REQUIRED TASKS
• 1. In the article about the former mail carrier, what bond amount did the judge set when releasing the woman?
• 2. Quote the article about the former mail carrier word for word, starting at the words "CBS Miami reports" and stopping after the words "way to proceed.".

EXTRACT TO READ
________

CBS Miami reports on a criminal case involving an ex-postal worker who has been charged with intent to distribute. Prosecutors have accused the former mail carrier of accepting money for redirecting packages that contained marijuana.

The 53-year-old defendant allegedly accepted a bribe from an unidentified man to redirect parcels that were addressed to one recipient to someone else. Police arrested the woman, and she now faces federal charges of possession with intent to distribute marijuana.

The judge released the woman on a $50,000 bond. Police are still investigating the case.

If you are facing drug charges, your freedom and your ability to provide for your family are at stake. You can rely on Michael D. Weinstein, PA to explore your case from all angles and help you determine the best way to proceed.

After evaluating your case, Mr. Weinstein will structure a comprehensive defense based on your unique circumstances. Call 1-877-639-4404 to schedule a free consultation with a drug attorney in Fort Lauderdale.

How Does a Prosecutor Prove Possession with Intent to Distribute?

Pursuant to Florida Statute Section 893.13(1)(a), it is unlawful to manufacture, sell, or deliver a controlled substance. It is also unlawful to possess a controlled substance with intent to sell or deliver. Violating this statute can result in second or third degree felony charges, depending on the substance in question.

________

Rows from an object pointing dataset
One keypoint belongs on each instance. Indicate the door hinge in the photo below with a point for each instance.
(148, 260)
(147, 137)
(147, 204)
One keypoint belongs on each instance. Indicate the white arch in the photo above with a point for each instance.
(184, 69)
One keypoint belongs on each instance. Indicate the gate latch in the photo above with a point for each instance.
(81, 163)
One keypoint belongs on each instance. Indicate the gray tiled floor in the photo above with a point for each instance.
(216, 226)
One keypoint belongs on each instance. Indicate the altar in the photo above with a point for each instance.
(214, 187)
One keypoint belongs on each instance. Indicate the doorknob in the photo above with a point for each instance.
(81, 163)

________

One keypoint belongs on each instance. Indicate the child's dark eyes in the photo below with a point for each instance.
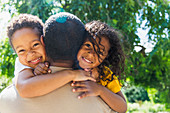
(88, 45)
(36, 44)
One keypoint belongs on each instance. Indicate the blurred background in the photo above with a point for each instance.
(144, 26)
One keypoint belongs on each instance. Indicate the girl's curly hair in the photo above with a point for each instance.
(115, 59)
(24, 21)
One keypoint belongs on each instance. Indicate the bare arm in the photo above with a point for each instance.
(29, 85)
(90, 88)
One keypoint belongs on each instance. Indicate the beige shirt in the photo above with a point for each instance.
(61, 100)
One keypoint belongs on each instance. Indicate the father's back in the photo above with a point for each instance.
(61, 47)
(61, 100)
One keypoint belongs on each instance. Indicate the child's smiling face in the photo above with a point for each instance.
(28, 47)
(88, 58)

________

RESULTS FOR THE EXERCISE
• 1. $50,000

• 2.
CBS Miami reports on a criminal case involving an ex-postal worker who has been charged with intent to distribute. Prosecutors have accused the former mail carrier of accepting money for redirecting packages that contained marijuana.

The 53-year-old defendant allegedly accepted a bribe from an unidentified man to redirect parcels that were addressed to one recipient to someone else. Police arrested the woman, and she now faces federal charges of possession with intent to distribute marijuana.

The judge released the woman on a $50,000 bond. Police are still investigating the case.

If you are facing drug charges, your freedom and your ability to provide for your family are at stake. You can rely on Michael D. Weinstein, PA to explore your case from all angles and help you determine the best way to proceed.